+++ EXCERPT PROVIDED +++
Question

An airplane is flying on a compass heading(bearing) of 340 degrees art 325 mph. A wind is blowing with the bearing 320 degrees at 40 mph, how do you find the component form of the velocity of the airplane?

Answer 1

Below are the formulas for X- and Y-components of the resulting movement as well as the amplitude and angle of this movement (all angles are measured according to trigonometric standard).

Explanation:

In navigation the angle of the course (on a compass) is counted clockwise from the North (so, the direction to the North is `0^o`, to the East is `90^0`, to the South is `180^o` and to the West is `270^o`).
The North on most maps is a vertically up direction.
In coordinate Geometry and Trigonometry, which we will use, angles are measured counterclockwise from the positive direction of the horizontal X-axis (the East on most maps).

Let's make a simple transformation into Trigonometric standard using the direction to the East as an X-axis.:
`340^o` on a compass is `90^o +(360^o -340^o)=110^o` counterclockwise from the X-axis.
`320^o` on a compass is `90^o +(360^o -320^o)=130^o` counterclockwise from the X-axis.

This is a problem on addition of two vectors. Each is defined by its amplitude and angle of direction:
airplane (vector `A`) has amplitude `325` (`mph`) and angle `110^o`;
wind (vector `W`) has amplitude `40` (`mph`) and angle `130^o`.
+++ RAW DATA +++
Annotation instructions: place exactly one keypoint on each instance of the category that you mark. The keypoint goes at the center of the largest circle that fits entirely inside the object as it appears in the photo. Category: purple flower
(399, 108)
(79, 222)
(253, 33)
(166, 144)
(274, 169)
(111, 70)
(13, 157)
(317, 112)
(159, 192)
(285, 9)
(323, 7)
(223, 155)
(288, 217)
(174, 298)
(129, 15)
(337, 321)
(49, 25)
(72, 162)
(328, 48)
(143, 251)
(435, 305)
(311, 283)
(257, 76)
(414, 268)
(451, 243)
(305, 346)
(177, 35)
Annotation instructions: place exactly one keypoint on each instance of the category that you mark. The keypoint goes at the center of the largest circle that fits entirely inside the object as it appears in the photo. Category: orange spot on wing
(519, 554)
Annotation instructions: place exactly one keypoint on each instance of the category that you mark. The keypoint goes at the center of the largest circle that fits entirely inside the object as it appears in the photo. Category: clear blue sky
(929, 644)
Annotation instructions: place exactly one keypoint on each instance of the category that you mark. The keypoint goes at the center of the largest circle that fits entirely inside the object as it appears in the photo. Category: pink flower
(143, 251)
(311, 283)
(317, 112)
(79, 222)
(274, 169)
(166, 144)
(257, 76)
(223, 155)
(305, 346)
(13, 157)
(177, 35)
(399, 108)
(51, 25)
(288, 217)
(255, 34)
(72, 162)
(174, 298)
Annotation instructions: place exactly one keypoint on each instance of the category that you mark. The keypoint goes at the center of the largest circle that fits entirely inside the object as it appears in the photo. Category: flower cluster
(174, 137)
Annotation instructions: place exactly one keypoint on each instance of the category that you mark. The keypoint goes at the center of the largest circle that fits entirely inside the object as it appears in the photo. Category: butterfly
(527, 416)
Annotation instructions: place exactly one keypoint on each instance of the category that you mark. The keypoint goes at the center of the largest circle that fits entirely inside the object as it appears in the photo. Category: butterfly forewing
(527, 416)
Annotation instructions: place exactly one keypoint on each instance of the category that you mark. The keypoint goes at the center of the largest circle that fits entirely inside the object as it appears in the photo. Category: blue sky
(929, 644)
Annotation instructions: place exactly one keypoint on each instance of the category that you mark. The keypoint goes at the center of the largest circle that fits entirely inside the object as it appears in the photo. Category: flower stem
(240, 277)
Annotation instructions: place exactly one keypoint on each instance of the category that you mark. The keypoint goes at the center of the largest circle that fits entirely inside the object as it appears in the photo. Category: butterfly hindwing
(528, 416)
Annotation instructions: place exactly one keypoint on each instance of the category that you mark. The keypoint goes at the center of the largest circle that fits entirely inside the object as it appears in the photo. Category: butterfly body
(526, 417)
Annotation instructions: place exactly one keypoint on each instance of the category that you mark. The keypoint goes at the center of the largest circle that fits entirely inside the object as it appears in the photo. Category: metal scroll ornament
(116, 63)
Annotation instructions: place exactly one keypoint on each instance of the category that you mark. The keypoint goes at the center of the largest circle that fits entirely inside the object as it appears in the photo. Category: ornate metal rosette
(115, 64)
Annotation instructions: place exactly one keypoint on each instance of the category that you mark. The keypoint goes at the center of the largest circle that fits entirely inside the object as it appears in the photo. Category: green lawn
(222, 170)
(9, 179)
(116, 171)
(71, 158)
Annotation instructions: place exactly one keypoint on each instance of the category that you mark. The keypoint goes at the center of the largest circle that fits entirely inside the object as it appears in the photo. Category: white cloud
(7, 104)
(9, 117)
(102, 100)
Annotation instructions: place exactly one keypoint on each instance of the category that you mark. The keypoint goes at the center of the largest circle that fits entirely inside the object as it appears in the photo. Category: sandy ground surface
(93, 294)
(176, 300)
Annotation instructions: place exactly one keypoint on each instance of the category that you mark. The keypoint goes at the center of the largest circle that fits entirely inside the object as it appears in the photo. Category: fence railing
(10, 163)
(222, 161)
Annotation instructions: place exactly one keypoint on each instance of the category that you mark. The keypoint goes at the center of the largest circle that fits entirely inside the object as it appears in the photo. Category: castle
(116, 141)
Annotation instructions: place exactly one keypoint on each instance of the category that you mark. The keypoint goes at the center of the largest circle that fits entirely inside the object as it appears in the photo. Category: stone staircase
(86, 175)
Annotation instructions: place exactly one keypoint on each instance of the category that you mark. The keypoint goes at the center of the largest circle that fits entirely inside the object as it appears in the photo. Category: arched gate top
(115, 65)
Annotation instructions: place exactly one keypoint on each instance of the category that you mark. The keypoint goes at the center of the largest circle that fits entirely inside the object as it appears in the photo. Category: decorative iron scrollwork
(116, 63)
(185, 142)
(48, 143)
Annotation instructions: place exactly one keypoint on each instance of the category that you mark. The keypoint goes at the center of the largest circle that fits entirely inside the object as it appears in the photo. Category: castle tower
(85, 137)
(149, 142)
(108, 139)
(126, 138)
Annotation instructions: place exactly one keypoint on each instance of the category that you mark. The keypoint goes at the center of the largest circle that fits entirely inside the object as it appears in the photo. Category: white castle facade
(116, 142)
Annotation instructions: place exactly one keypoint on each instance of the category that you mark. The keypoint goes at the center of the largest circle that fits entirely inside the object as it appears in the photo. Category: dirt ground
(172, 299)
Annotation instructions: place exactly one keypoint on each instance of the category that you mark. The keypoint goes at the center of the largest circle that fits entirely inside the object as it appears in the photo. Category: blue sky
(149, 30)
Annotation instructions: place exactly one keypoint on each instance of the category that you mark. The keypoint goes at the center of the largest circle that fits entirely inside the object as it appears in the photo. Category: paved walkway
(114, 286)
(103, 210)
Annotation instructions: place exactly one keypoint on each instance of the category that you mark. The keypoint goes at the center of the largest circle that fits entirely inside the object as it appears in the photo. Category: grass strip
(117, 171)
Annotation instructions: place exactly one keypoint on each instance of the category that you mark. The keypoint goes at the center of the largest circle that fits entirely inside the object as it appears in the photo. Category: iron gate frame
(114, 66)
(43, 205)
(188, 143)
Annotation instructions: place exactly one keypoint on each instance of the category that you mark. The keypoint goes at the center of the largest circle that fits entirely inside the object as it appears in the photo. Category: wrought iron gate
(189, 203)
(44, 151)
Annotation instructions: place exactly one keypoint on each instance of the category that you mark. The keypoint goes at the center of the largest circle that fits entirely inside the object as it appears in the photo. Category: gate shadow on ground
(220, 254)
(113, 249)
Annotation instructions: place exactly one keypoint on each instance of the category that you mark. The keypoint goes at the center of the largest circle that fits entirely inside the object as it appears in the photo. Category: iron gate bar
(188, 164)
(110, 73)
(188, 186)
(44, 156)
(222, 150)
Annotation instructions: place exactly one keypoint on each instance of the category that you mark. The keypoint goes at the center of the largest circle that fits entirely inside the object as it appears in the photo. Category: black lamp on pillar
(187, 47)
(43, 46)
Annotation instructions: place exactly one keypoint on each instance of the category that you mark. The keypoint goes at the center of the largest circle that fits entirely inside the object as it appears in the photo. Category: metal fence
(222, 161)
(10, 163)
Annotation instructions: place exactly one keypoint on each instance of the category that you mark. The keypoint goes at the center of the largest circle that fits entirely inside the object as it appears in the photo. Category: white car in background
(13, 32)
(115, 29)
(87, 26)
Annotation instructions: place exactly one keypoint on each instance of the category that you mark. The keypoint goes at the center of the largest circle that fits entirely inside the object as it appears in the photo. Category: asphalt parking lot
+++
### AIM OF THE TASK
Could you continue the airplane-and-wind vector explanation above from its final line?

### RESPONSE FOR THIS EXERCISE
To add these two vectors, we represent both as sums of X-component and Y-component:
`A_X = 345*cos(110^o)`
`A_Y = 345*sin(110^o)`
`W_X = 40*cos(130^o)`
`W_Y = 40*sin(130^0)`

Both X-components act along the same direction, both Y-components act along the same direction. So, we can add X-components to get an X-component of the resulting movement and add Y-components to get a Y-component of the resulting movement.

`(A+W)_X = A_X + W_X = 345*cos(110^o)+40*cos(130^o)`
`(A+W)_Y = A_Y + W_Y = 345*sin(110^o)+40*sin(130^o)`

Knowing two components of the resulting vector of movement, we can easily determine the amplitude `|A+W|` and direction `/_(A+W)` of the resulting vector:

`|A+W| = sqrt((A+W)_X^2+(A+W)_Y^2)`

`/_(A+W) = arctan[(A+W)_Y/(A+W)_X]`

We leave the calculations to the person who suggested the problem.

If it's necessary to express the angle `/_(A+W)` in compass format (`/_alpha`) from its standard trigonometric format (`/_beta`), use the conversion formula
`/_alpha = 360^o-(/_beta-90^o) = 450^o-/_beta`
(if the result is greater than `360^o`, subtract `360^o`)